-- Start of Data supplied --

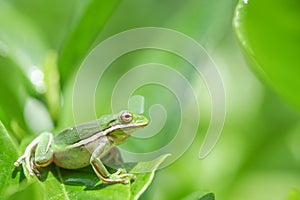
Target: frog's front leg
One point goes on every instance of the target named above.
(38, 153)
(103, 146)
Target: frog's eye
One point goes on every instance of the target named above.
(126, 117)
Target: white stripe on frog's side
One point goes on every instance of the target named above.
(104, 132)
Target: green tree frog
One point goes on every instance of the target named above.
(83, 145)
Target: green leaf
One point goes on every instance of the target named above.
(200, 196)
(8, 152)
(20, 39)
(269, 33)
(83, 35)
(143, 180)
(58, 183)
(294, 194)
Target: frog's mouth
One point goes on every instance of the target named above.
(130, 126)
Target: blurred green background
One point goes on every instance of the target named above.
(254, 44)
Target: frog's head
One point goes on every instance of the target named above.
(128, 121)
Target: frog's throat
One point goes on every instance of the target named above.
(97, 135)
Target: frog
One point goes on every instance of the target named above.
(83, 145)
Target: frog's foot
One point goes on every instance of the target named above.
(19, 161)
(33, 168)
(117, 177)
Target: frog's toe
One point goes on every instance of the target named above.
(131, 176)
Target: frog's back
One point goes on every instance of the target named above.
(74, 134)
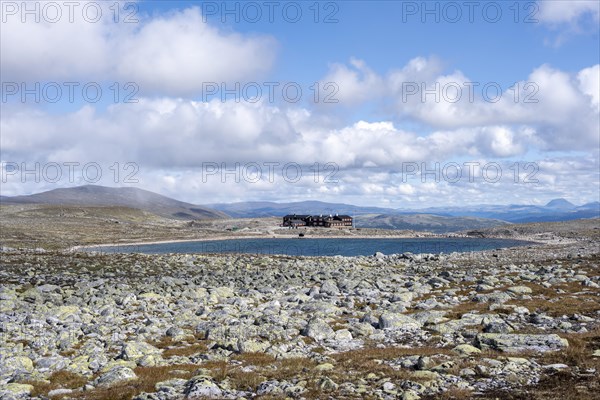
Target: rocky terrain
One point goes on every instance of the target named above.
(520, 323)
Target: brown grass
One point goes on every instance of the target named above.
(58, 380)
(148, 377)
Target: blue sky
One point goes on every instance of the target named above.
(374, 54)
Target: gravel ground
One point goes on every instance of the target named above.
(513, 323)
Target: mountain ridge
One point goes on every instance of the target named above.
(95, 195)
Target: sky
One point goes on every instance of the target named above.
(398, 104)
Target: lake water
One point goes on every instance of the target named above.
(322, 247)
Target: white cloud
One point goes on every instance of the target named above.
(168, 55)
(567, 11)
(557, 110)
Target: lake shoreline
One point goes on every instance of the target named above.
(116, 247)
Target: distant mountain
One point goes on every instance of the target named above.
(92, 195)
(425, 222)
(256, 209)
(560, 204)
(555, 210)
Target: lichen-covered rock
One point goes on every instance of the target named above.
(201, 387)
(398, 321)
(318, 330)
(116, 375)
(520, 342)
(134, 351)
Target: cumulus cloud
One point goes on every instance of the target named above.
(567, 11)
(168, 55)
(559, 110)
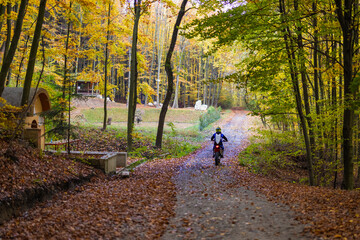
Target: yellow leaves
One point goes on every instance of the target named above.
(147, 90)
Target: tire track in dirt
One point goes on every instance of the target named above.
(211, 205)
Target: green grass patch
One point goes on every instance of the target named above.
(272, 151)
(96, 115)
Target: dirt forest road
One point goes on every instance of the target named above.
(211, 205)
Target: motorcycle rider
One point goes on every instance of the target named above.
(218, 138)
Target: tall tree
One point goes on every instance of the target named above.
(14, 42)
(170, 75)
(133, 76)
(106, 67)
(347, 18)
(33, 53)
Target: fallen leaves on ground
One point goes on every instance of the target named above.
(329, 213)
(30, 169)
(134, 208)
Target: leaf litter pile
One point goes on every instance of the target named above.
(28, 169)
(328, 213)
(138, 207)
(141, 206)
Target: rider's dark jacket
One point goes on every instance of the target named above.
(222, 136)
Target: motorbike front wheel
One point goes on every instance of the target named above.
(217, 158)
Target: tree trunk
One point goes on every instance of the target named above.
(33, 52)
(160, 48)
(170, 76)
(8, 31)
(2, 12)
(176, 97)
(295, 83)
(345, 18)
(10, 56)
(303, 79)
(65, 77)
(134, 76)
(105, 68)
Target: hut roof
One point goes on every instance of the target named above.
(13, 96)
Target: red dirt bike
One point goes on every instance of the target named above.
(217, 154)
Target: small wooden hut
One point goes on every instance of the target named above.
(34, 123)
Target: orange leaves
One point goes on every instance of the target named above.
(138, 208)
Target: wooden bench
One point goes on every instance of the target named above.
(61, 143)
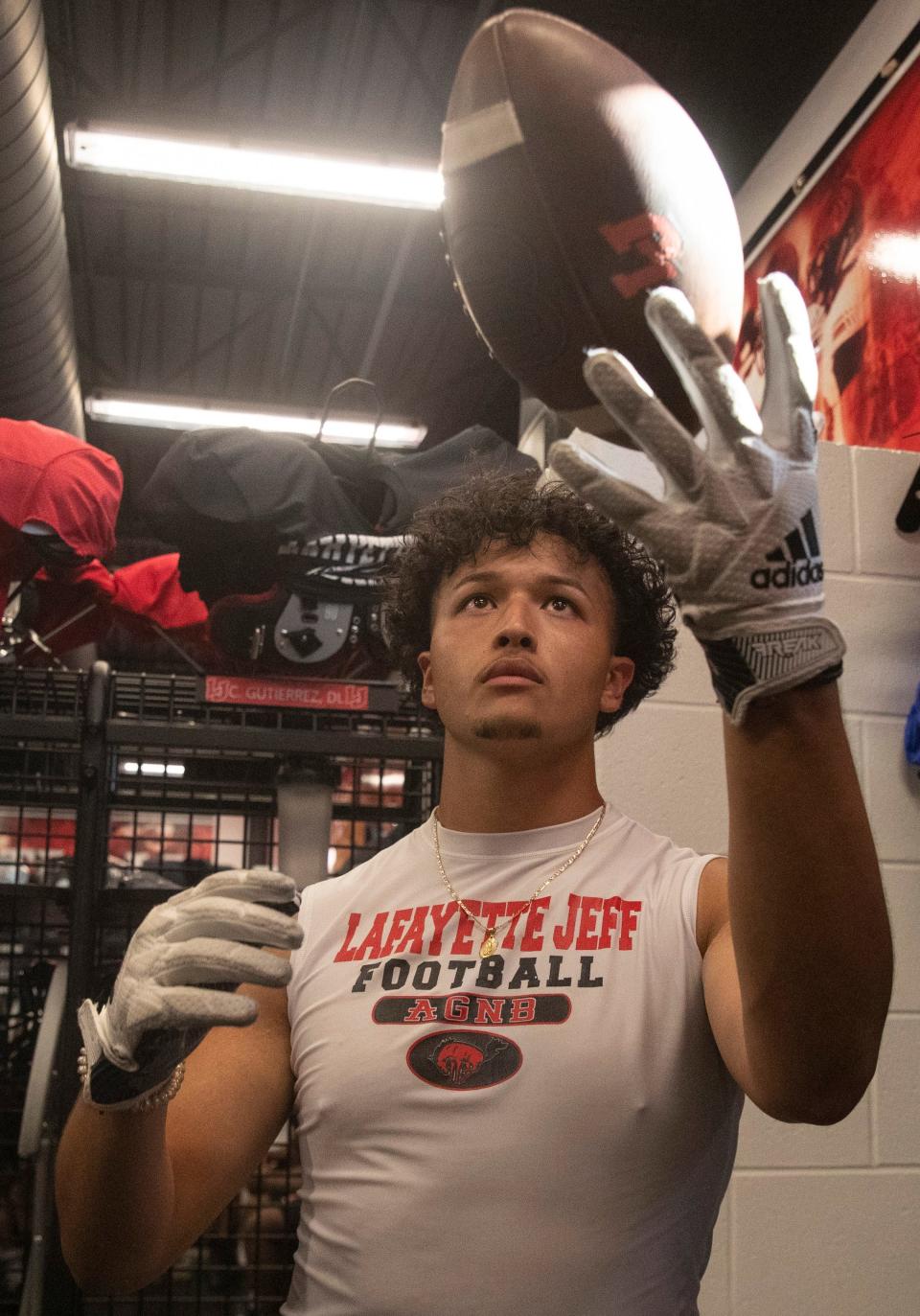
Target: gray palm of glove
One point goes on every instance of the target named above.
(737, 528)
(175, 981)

-- End of Data supplied --

* _Goal_: Can you give all the records again with every "instance" replaced by "occurrence" and everything else left unchanged? Leave the pictures out of your answer.

* _Result of this task_:
Target: frog's front leg
One point goes on every occurrence of the target named above.
(38, 153)
(103, 146)
Target: frog's eye
One point goes on every occurrence of the target named above.
(126, 117)
Target: white stripe on frog's side
One point goes on every occurrence of the target named above.
(104, 132)
Target: green tree frog
One point goes on every occurrence of the target named above.
(83, 145)
Target: green leaf
One point goes on every occurrence of the target named above.
(200, 196)
(8, 152)
(20, 39)
(269, 33)
(83, 35)
(143, 180)
(58, 183)
(294, 194)
Target: frog's mouth
One point goes on every occurrence of the target named above.
(130, 126)
Target: blurred green background
One point goes on every occurrence of the target named above.
(254, 44)
Target: frog's head
One point goes on every occurrence of the target named above.
(128, 121)
Target: frog's throat
One point goes on every occurrence of the target named above.
(97, 135)
Target: frog
One point goes on every occurrence of the target named above.
(83, 145)
Target: frog's foot
One point goes on every occurrence of the target named above.
(19, 161)
(33, 168)
(117, 177)
Target: frog's toe
One point goes on every occurrence of the target named above.
(131, 176)
Target: frog's back
One point goes on every occurrence of the target named above.
(74, 134)
Target: rocky terrain
One point goes on every occurrence of the target named above.
(520, 323)
Target: brown grass
One point goes on every occurrence of the target named above.
(58, 380)
(148, 377)
Target: blue sky
One point goes on every occurrence of the target named above.
(374, 54)
Target: gravel ground
One point goes on every occurrence of the target named above.
(513, 323)
Target: mountain ridge
One point goes on every occurrence of the target named above.
(95, 195)
Target: sky
One point goes on every occurrence of the target named above.
(398, 104)
Target: lake water
One point goes on every occurrence of the target named above.
(322, 247)
Target: white cloud
One point goes on every occurrence of the target named above.
(168, 55)
(567, 11)
(557, 110)
Target: lake shoreline
One point goes on every occurrence of the target named above.
(116, 247)
Target: distant mountain
One point goes on every occurrence of the target named above.
(92, 195)
(425, 222)
(256, 209)
(560, 204)
(555, 210)
Target: lichen-covered rock
One point goes on every occurrence of the target named above.
(201, 387)
(398, 321)
(318, 330)
(116, 375)
(520, 342)
(134, 351)
Target: cumulus cloud
One point goes on every occurrence of the target named above.
(567, 11)
(168, 55)
(559, 110)
Target: yellow leaves
One point goes on every occurrence of the target named above.
(147, 90)
Target: tire track in dirt
One point goes on every occurrence of the target named above.
(211, 205)
Target: green grass patch
One point goes on every occurrence of the target named above.
(272, 151)
(96, 115)
Target: dirt forest road
One point goes on every occurrence of the target named above.
(211, 205)
Target: motorcycle rider
One point goes on every occurrence of the target named above.
(218, 138)
Target: tall tree
One point goes on every occurrence of the target named above.
(14, 42)
(170, 75)
(133, 76)
(106, 67)
(347, 18)
(33, 53)
Target: fallen leaves on ground
One point goes on every occurrence of the target named above.
(329, 213)
(30, 169)
(134, 208)
Target: leaf litter pile
One point goes on every occurrence of the target named above.
(28, 169)
(328, 213)
(138, 207)
(141, 206)
Target: rider's dark jacket
One point goes on every occurrence of the target named above.
(222, 136)
Target: motorbike front wheel
One point goes on every occurrence of the target named above.
(217, 158)
Target: tree trunk
One point goes on every occurrence of the target named above.
(33, 52)
(160, 48)
(170, 76)
(8, 31)
(2, 12)
(176, 97)
(295, 83)
(345, 18)
(10, 56)
(303, 79)
(65, 77)
(134, 76)
(105, 68)
Target: hut roof
One point goes on every occurrence of the target named above.
(13, 96)
Target: red dirt bike
One point goes on every occurrence of the target named above.
(217, 154)
Target: small wooden hut
One point goes on every occurrence of the target named above.
(34, 123)
Target: orange leaves
One point goes on every occurrence of the target named above.
(138, 208)
Target: wooden bench
One point goes on every occurrence of the target named above.
(61, 143)
Target: gray palm of glove
One point goes on every occurrence of the target named above.
(737, 528)
(175, 981)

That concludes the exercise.